• **What you will do**
Arrange every line of the data below as a Markdown table with two columns, "Row" and "Line," numbering the rows in order. Leave out any blank lines.

Items listed in a data set:
****************
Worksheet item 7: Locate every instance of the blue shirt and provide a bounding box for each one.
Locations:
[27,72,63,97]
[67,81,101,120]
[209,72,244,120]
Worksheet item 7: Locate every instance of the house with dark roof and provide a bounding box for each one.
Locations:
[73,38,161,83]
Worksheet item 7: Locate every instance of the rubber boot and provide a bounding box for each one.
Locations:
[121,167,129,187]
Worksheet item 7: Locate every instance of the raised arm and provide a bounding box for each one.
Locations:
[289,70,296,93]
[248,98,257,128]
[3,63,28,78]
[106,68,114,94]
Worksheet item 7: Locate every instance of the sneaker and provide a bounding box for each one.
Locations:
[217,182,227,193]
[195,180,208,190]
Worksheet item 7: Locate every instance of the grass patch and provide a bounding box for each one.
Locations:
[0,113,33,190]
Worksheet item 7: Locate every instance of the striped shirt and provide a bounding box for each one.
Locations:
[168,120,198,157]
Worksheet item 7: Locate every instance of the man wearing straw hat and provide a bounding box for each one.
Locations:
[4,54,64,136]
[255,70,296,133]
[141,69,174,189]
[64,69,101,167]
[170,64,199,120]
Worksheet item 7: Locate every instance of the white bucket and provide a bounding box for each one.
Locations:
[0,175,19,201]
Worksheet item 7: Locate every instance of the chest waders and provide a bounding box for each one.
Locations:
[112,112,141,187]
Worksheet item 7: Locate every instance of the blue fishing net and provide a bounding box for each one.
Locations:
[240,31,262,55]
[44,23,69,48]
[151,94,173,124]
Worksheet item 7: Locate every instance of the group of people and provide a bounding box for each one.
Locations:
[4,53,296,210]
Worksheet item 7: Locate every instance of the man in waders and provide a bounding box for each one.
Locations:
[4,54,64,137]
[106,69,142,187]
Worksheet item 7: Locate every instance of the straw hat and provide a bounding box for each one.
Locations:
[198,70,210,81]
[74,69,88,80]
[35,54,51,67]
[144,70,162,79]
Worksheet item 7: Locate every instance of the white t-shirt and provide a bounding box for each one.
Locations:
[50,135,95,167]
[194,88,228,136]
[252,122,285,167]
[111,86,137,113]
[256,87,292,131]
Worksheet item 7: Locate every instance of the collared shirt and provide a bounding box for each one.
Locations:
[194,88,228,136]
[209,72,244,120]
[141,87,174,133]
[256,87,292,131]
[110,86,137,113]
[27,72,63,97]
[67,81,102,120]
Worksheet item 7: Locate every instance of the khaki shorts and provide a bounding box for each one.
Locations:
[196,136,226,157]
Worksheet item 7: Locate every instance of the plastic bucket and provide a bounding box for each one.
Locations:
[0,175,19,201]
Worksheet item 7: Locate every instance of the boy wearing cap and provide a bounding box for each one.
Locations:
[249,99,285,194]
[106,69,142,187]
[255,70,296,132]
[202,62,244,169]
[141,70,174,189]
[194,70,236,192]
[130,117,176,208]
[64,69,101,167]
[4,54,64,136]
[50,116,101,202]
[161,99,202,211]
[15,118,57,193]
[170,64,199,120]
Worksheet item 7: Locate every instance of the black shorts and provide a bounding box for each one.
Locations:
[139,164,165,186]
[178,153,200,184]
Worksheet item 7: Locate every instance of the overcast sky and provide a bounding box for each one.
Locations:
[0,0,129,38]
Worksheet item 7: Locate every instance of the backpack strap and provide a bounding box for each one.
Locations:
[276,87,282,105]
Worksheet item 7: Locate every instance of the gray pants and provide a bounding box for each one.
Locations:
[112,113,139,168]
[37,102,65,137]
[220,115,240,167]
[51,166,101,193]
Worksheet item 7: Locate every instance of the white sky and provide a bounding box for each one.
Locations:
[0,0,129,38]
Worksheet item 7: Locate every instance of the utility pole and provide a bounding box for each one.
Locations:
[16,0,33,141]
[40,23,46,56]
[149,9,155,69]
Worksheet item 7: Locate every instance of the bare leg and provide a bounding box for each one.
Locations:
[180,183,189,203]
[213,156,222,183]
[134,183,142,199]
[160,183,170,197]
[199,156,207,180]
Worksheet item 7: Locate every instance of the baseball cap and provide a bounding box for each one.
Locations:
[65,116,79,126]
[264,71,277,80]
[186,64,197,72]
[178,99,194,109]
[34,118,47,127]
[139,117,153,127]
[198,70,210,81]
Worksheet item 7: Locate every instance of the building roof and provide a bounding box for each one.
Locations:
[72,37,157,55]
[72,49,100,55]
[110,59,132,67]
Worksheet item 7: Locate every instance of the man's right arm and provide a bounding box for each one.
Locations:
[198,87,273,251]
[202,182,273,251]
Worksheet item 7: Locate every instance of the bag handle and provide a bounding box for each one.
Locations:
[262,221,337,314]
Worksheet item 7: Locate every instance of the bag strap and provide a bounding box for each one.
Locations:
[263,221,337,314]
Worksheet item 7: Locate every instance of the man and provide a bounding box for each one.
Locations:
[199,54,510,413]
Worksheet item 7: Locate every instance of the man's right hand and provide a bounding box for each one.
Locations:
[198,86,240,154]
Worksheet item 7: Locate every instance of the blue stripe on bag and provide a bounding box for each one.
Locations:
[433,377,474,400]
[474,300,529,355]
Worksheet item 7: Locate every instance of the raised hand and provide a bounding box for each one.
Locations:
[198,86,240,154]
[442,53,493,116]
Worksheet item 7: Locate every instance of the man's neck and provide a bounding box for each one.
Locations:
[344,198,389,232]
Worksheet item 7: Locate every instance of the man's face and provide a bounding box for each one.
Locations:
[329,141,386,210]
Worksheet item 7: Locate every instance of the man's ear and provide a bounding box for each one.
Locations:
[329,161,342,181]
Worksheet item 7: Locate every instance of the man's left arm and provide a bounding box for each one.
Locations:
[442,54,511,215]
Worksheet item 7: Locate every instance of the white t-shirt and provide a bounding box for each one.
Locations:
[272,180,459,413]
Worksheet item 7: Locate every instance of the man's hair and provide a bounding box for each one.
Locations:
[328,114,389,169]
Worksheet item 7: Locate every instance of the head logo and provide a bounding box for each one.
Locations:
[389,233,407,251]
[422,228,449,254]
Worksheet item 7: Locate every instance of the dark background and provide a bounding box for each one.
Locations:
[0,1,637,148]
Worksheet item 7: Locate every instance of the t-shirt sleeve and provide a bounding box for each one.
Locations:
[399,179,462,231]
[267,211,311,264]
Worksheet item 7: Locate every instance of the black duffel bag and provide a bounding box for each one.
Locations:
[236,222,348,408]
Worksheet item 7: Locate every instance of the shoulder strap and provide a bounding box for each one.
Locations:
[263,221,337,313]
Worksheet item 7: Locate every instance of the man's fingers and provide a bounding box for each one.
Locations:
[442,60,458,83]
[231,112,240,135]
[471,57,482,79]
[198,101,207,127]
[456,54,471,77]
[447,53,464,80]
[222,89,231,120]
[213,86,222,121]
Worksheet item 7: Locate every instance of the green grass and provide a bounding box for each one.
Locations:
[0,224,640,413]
****************
• **Output below**
| Row | Line |
|---|---|
| 1 | Worksheet item 7: Locate every instance of the blue shirt and provide a bounding box for each one. |
| 2 | Locations: |
| 3 | [27,72,63,97] |
| 4 | [67,81,101,120] |
| 5 | [209,72,244,120] |
| 6 | Worksheet item 7: Locate every instance of the house with dark roof and provide a bounding box for each one. |
| 7 | Locations: |
| 8 | [73,38,161,83] |
| 9 | Worksheet item 7: Locate every instance of the rubber boot and provide a bounding box for each one. |
| 10 | Locations: |
| 11 | [121,167,129,187] |
| 12 | Worksheet item 7: Locate every instance of the raised arm and provide a bounding box for each one. |
| 13 | Locations: |
| 14 | [289,70,296,93] |
| 15 | [248,98,257,128] |
| 16 | [3,63,28,78] |
| 17 | [106,68,114,94] |
| 18 | Worksheet item 7: Locate every instance of the sneaker and provide a bounding box for each one. |
| 19 | Locations: |
| 20 | [217,182,227,193] |
| 21 | [195,180,208,190] |
| 22 | Worksheet item 7: Locate every instance of the grass patch and provide a bounding box for each one. |
| 23 | Locations: |
| 24 | [0,113,33,190] |
| 25 | Worksheet item 7: Locate every instance of the striped shirt and provide a bounding box for each one. |
| 26 | Locations: |
| 27 | [168,120,198,157] |
| 28 | Worksheet item 7: Locate every instance of the man wearing straw hat and provide a bounding box for each one. |
| 29 | Locations: |
| 30 | [4,54,64,136] |
| 31 | [255,70,296,133] |
| 32 | [141,69,174,189] |
| 33 | [64,69,101,167] |
| 34 | [170,64,199,120] |
| 35 | Worksheet item 7: Locate every instance of the white bucket and provide a bounding box for each one. |
| 36 | Locations: |
| 37 | [0,175,19,201] |
| 38 | Worksheet item 7: Locate every instance of the chest waders and provide a bounding box for each one. |
| 39 | Locations: |
| 40 | [112,112,141,187] |
| 41 | Worksheet item 7: Locate every instance of the blue fishing net and provide a bounding box for each one. |
| 42 | Locations: |
| 43 | [240,31,262,55] |
| 44 | [44,23,69,48] |
| 45 | [151,94,173,124] |
| 46 | Worksheet item 7: Locate every instance of the group of people and provide a bounding box for each one. |
| 47 | Locations: |
| 48 | [4,53,296,210] |
| 49 | Worksheet item 7: Locate every instance of the man in waders and provide a bounding box for each one. |
| 50 | Locations: |
| 51 | [4,54,64,137] |
| 52 | [106,69,142,187] |
| 53 | Worksheet item 7: Locate every instance of the straw hat and provide a bounding box for each one. |
| 54 | Locations: |
| 55 | [198,70,210,81] |
| 56 | [74,69,88,80] |
| 57 | [35,54,51,67] |
| 58 | [144,70,162,79] |
| 59 | Worksheet item 7: Locate every instance of the white t-shirt and provide a bounding box for each one. |
| 60 | Locations: |
| 61 | [50,135,95,167] |
| 62 | [194,88,228,136] |
| 63 | [252,122,285,167] |
| 64 | [111,86,137,113] |
| 65 | [256,87,292,131] |
| 66 | Worksheet item 7: Locate every instance of the collared shirt and provide a bounding box for each one. |
| 67 | Locations: |
| 68 | [194,88,228,136] |
| 69 | [209,72,244,120] |
| 70 | [141,87,174,133] |
| 71 | [256,87,292,131] |
| 72 | [110,86,137,113] |
| 73 | [27,72,63,97] |
| 74 | [67,81,102,120] |
| 75 | Worksheet item 7: Locate every instance of the khaki shorts and provide a bounding box for each one. |
| 76 | Locations: |
| 77 | [196,136,226,157] |
| 78 | Worksheet item 7: Locate every instance of the plastic bucket and provide a bounding box for each one. |
| 79 | Locations: |
| 80 | [0,175,19,201] |
| 81 | Worksheet item 7: Locate every instance of the boy wearing cap and provide a bounding box for each one. |
| 82 | Locations: |
| 83 | [249,99,285,194] |
| 84 | [106,69,142,187] |
| 85 | [255,70,296,132] |
| 86 | [202,62,244,169] |
| 87 | [141,70,174,189] |
| 88 | [194,70,236,192] |
| 89 | [130,117,176,208] |
| 90 | [64,69,101,167] |
| 91 | [4,54,64,136] |
| 92 | [50,116,101,202] |
| 93 | [161,99,202,211] |
| 94 | [15,118,57,193] |
| 95 | [170,64,199,120] |
| 96 | Worksheet item 7: Locate every instance of the black shorts and provide a bounding box for each one. |
| 97 | Locations: |
| 98 | [139,164,165,186] |
| 99 | [178,153,200,184] |
| 100 | Worksheet item 7: Locate every instance of the overcast sky and provide a bounding box for each one. |
| 101 | Locations: |
| 102 | [0,0,129,38] |
| 103 | Worksheet item 7: Locate every instance of the backpack strap and provide a bounding box for each one. |
| 104 | Locations: |
| 105 | [276,87,282,105] |
| 106 | Worksheet item 7: Locate every instance of the gray pants and provide a bounding box for each one. |
| 107 | Locations: |
| 108 | [112,113,139,168] |
| 109 | [37,102,65,137] |
| 110 | [220,115,240,167] |
| 111 | [51,166,101,193] |
| 112 | Worksheet item 7: Locate every instance of the white sky and provide a bounding box for each one. |
| 113 | Locations: |
| 114 | [0,0,129,38] |
| 115 | Worksheet item 7: Locate every instance of the utility pole and provide a bounding box for each one. |
| 116 | Locations: |
| 117 | [16,0,33,141] |
| 118 | [40,23,46,56] |
| 119 | [149,9,155,69] |
| 120 | Worksheet item 7: Locate every instance of the bare leg and provide a bounding box for each one. |
| 121 | Locations: |
| 122 | [180,183,189,203] |
| 123 | [213,156,222,183] |
| 124 | [134,183,142,199] |
| 125 | [160,183,170,197] |
| 126 | [199,156,207,180] |
| 127 | Worksheet item 7: Locate every instance of the baseball cap and provide a bounding box for each one. |
| 128 | Locations: |
| 129 | [65,116,79,126] |
| 130 | [264,71,277,80] |
| 131 | [186,64,197,72] |
| 132 | [178,99,194,109] |
| 133 | [34,118,47,127] |
| 134 | [139,117,153,127] |
| 135 | [198,70,210,81] |
| 136 | Worksheet item 7: Locate every instance of the building roof and provide a bounding box for each one. |
| 137 | Locations: |
| 138 | [72,37,157,55] |
| 139 | [72,49,100,55] |
| 140 | [110,59,132,67] |
| 141 | Worksheet item 7: Locate every instance of the man's right arm and provide a bounding box for each one. |
| 142 | Locations: |
| 143 | [198,87,273,251] |
| 144 | [202,182,273,251] |
| 145 | Worksheet item 7: Locate every instance of the bag handle and provide a bounding box for each one. |
| 146 | Locations: |
| 147 | [262,221,337,314] |
| 148 | Worksheet item 7: Locate every instance of the bag strap and provide a bounding box for each one. |
| 149 | Locations: |
| 150 | [263,221,337,314] |
| 151 | Worksheet item 7: Locate every instance of the man and provide a bounding box for each one. |
| 152 | Locations: |
| 153 | [199,54,510,413] |
| 154 | Worksheet item 7: Locate every instance of the man's right hand and provide a bounding box for each one. |
| 155 | Locations: |
| 156 | [198,86,240,154] |
| 157 | Worksheet item 7: Locate every instance of the blue stripe on bag and provide a bounding box for each one. |
| 158 | Locations: |
| 159 | [433,377,474,400] |
| 160 | [474,300,529,355] |
| 161 | Worksheet item 7: Locate every instance of the raised hand and provide a bounding box for each one. |
| 162 | Locations: |
| 163 | [198,86,240,154] |
| 164 | [442,53,493,116] |
| 165 | Worksheet item 7: Locate every instance of the man's neck and provide a bounding box for each one. |
| 166 | Locations: |
| 167 | [344,198,389,232] |
| 168 | Worksheet item 7: Locate every instance of the man's face and provide a bounding box for each one. |
| 169 | Locations: |
| 170 | [329,141,386,210] |
| 171 | Worksheet item 7: Locate every instance of the man's ear and provide a bounding box for each one. |
| 172 | Locations: |
| 173 | [329,161,342,181] |
| 174 | Worksheet item 7: Locate every instance of the man's left arm and provide a bounding box for each one. |
| 175 | Locations: |
| 176 | [442,54,511,215] |
| 177 | Worksheet item 7: Locate every instance of the white t-shirt and provide a bounding box for each one. |
| 178 | Locations: |
| 179 | [272,180,459,413] |
| 180 | Worksheet item 7: Locate every instance of the man's hair and provide a bounding box for each one. |
| 181 | Locations: |
| 182 | [328,114,389,169] |
| 183 | Worksheet item 7: Locate every instance of the head logo and provide a bounding box for each one. |
| 184 | Locations: |
| 185 | [389,233,407,251] |
| 186 | [422,228,449,254] |
| 187 | Worksheet item 7: Locate every instance of the dark background and provide a bounding box for each one. |
| 188 | Locations: |
| 189 | [0,1,637,148] |
| 190 | Worksheet item 7: Locate every instance of the t-shirt sleeve and provide a bounding box for each one. |
| 191 | Locations: |
| 192 | [399,179,462,231] |
| 193 | [267,211,311,264] |
| 194 | Worksheet item 7: Locate every instance of the black duffel bag and provide a bounding box for each one. |
| 195 | Locations: |
| 196 | [236,222,348,408] |
| 197 | Worksheet item 7: Locate every instance of the shoulder strap and provide a bounding box for each one. |
| 198 | Locations: |
| 199 | [263,221,337,313] |
| 200 | Worksheet item 7: Locate every instance of the man's fingers and provide a bounding box for each one. |
| 201 | Locations: |
| 202 | [442,60,458,83] |
| 203 | [231,112,240,135] |
| 204 | [471,57,482,79] |
| 205 | [198,101,207,127] |
| 206 | [456,54,471,77] |
| 207 | [447,53,464,80] |
| 208 | [222,89,231,120] |
| 209 | [213,86,222,121] |
| 210 | Worksheet item 7: Locate every instance of the green grass and provide a bounding box for each one. |
| 211 | Locations: |
| 212 | [0,224,640,413] |